Items from a dataset
:::

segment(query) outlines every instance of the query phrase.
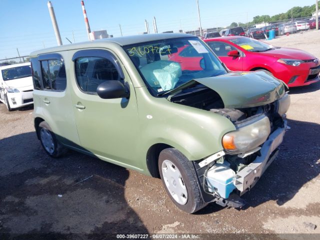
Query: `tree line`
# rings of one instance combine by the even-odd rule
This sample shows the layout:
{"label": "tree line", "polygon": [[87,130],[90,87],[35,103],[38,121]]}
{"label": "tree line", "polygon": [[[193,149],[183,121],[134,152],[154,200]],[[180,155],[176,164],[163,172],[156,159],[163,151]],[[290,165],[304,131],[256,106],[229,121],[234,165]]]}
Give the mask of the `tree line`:
{"label": "tree line", "polygon": [[[320,9],[320,1],[318,1],[318,6]],[[316,4],[310,6],[294,6],[290,8],[286,12],[276,14],[270,16],[269,15],[258,16],[254,17],[252,22],[248,22],[248,24],[250,26],[254,25],[262,22],[273,22],[281,21],[293,18],[306,18],[311,16],[316,11]],[[246,24],[242,22],[234,22],[230,24],[230,28],[236,26],[246,26]]]}

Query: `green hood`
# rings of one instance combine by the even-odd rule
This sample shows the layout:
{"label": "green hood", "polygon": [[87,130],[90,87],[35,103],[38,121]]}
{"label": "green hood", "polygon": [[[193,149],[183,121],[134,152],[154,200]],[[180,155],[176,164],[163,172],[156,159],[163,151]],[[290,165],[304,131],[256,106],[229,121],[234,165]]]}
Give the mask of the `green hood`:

:::

Task details: Report each line of the material that contains the word "tree", copying every such line in full.

The response:
Query: `tree line`
{"label": "tree line", "polygon": [[87,130],[90,87],[35,103],[38,121]]}
{"label": "tree line", "polygon": [[[193,149],[183,121],[134,152],[154,200]],[[180,155],[176,164],[163,172],[156,159],[163,151]],[[290,165],[304,131],[256,106],[229,121],[234,165]]]}
Give the mask of the `tree line`:
{"label": "tree line", "polygon": [[[320,9],[320,1],[318,1],[318,6]],[[316,4],[310,6],[294,6],[290,8],[286,12],[276,14],[270,16],[269,15],[258,16],[254,17],[252,22],[248,22],[248,24],[250,26],[254,25],[262,22],[273,22],[281,21],[293,18],[306,18],[311,16],[316,11]],[[246,24],[242,22],[234,22],[230,24],[230,28],[236,26],[246,26]]]}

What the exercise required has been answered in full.